Data shown ->
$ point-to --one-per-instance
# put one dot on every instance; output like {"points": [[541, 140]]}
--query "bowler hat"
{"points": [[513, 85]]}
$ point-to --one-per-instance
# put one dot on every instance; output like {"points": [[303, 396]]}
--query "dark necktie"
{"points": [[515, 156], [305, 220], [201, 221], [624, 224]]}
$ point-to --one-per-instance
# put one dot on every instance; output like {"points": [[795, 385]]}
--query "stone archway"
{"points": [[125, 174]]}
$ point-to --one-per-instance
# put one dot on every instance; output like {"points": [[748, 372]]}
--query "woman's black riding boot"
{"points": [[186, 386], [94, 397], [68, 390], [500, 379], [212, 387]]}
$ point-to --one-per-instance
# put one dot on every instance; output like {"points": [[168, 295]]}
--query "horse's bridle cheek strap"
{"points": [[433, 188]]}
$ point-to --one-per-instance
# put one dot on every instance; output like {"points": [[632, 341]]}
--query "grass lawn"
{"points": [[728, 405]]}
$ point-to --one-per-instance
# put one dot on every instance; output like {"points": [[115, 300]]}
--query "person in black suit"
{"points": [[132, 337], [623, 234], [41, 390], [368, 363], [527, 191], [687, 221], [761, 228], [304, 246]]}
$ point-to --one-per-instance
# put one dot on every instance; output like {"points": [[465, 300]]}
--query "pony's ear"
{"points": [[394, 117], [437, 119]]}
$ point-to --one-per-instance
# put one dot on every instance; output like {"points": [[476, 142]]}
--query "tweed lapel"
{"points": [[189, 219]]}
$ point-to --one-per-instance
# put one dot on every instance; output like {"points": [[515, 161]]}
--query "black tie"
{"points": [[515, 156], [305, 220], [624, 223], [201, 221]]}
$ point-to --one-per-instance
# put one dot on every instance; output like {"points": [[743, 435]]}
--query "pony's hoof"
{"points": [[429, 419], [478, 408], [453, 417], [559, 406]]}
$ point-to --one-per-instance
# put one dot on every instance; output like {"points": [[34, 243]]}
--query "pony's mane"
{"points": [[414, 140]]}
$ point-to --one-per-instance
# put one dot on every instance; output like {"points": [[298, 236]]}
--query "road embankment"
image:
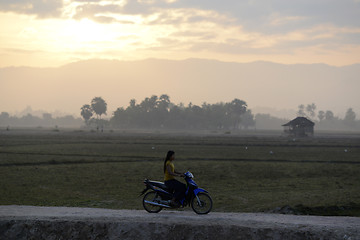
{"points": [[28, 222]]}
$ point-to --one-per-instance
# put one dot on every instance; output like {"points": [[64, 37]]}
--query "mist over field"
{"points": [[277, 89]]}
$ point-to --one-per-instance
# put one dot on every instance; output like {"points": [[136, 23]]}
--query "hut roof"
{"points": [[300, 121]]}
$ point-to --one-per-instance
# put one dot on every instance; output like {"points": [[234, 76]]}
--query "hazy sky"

---

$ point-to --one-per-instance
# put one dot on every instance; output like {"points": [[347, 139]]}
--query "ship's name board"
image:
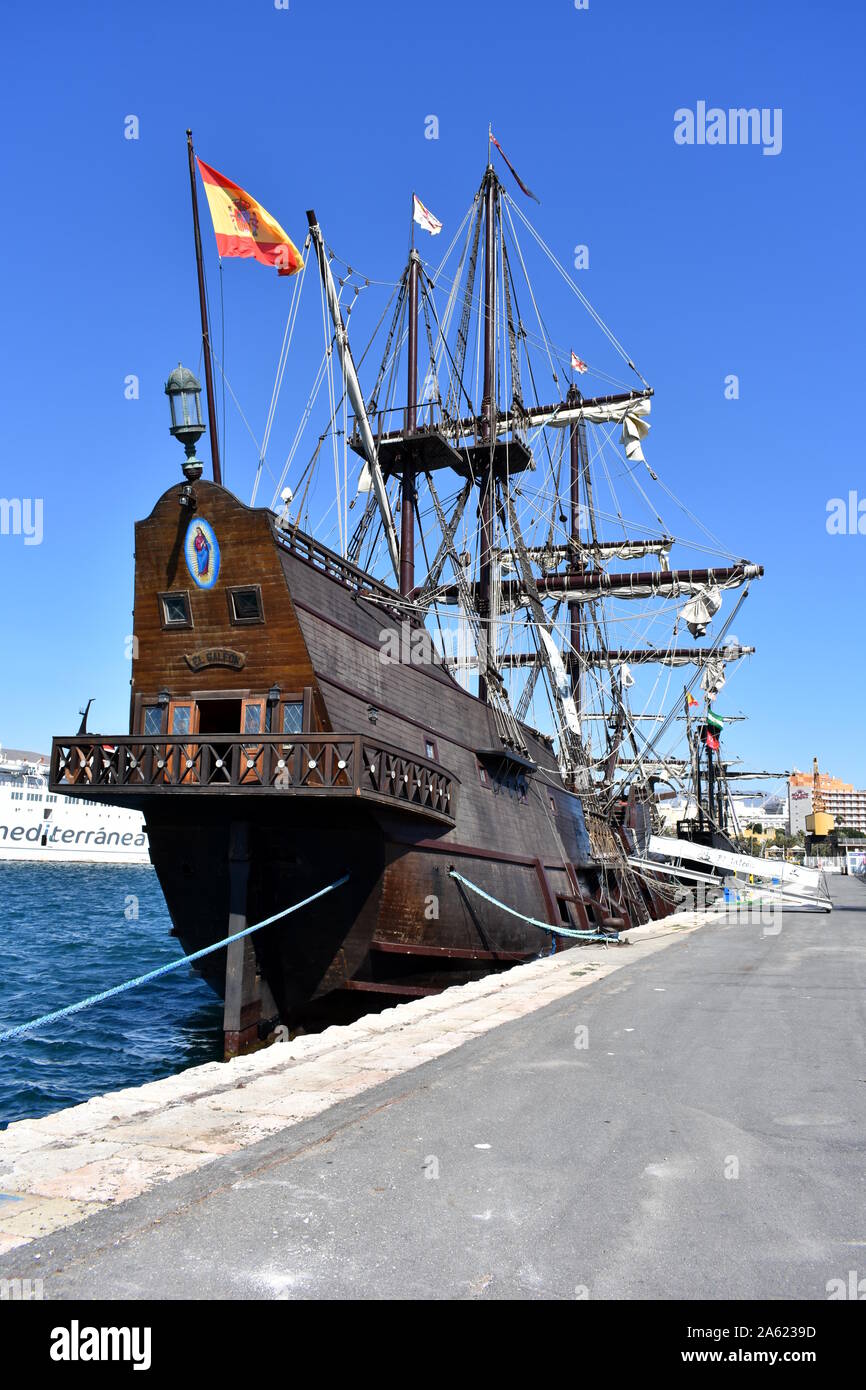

* * *

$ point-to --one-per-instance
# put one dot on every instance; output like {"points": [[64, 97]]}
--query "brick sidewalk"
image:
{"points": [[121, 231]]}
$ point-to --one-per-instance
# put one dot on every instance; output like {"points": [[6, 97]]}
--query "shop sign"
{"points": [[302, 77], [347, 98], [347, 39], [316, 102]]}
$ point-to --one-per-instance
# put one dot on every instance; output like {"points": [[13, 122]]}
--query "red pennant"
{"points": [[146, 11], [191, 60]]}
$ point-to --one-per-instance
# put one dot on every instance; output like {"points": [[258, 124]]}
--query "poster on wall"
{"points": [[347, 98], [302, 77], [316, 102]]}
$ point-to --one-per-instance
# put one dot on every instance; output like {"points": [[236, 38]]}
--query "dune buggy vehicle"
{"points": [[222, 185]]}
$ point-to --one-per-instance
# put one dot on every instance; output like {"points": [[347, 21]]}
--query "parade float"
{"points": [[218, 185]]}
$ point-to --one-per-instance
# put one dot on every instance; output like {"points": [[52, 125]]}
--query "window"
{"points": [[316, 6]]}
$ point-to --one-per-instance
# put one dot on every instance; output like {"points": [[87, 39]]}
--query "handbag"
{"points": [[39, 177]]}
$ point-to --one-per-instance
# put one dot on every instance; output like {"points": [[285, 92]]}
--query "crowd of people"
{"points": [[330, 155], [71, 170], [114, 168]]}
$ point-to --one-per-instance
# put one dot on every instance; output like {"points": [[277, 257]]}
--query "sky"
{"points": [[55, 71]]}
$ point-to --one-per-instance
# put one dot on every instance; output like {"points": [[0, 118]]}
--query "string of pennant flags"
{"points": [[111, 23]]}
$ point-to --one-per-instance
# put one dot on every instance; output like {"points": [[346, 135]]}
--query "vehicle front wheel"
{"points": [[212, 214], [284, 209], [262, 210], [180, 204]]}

What is needed ->
Pull out each line in the records above that contains the word "pony", and copy those lines without changing them.

Output ->
--query "pony's ear"
--query "pony's hoof"
--query "pony's mane"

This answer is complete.